Record excerpts:
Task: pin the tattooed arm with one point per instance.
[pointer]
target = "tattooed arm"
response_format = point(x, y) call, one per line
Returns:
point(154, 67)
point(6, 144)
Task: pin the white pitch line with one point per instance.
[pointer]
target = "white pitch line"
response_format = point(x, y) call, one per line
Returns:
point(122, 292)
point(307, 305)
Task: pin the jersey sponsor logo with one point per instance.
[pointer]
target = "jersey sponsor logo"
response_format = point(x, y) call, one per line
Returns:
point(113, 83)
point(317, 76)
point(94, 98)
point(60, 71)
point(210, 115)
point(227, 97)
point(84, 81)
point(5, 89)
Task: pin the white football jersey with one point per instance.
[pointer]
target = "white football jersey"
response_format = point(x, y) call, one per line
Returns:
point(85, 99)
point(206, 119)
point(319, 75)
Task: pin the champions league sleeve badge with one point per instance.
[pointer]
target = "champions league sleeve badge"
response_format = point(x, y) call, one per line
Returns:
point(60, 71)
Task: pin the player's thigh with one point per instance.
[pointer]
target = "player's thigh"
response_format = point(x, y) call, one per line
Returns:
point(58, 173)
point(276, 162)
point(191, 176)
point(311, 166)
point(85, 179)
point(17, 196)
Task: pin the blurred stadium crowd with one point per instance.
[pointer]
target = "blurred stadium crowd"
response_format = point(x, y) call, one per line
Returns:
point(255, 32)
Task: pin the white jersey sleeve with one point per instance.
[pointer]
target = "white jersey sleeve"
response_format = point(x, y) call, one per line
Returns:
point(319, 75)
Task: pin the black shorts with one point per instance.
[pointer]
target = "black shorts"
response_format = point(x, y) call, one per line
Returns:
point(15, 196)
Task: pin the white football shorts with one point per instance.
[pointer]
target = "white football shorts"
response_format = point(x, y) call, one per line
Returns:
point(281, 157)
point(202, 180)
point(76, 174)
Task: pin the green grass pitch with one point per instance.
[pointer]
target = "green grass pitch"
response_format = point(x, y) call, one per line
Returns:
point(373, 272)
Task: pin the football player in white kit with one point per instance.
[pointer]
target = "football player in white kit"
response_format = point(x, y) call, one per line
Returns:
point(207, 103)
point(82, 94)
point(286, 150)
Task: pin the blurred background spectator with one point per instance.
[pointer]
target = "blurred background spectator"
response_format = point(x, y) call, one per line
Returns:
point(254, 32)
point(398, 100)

Problem requirements: Reproduce the lines from the one containing "Task: pin the black" to the end of the entries, keeping both ends and adding nothing.

Full output:
Task: pin the black shorts with one point per instance.
[pointer]
target = "black shorts"
response_format = point(x, y) call, one per line
Returns:
point(15, 196)
Task: pin the white football shorts with one point per instance.
[pointer]
target = "white football shorts"
response_format = point(x, y) call, one per line
Returns:
point(281, 157)
point(202, 180)
point(76, 174)
Task: pin the green grass pitch with one point per instance.
[pointer]
target = "green grass pitch"
response_format = point(x, y) call, one per line
Returns:
point(373, 272)
Task: pin the football player in white kit with one point per instance.
[pointer]
target = "football player in white kit"
response_format = point(x, y) call, one per line
Returns:
point(207, 103)
point(82, 94)
point(286, 150)
Task: pin the blurred background spectator with one point per instance.
[pointer]
target = "blurred background spectator"
response_format = point(x, y) call, one per line
Returns:
point(254, 32)
point(398, 100)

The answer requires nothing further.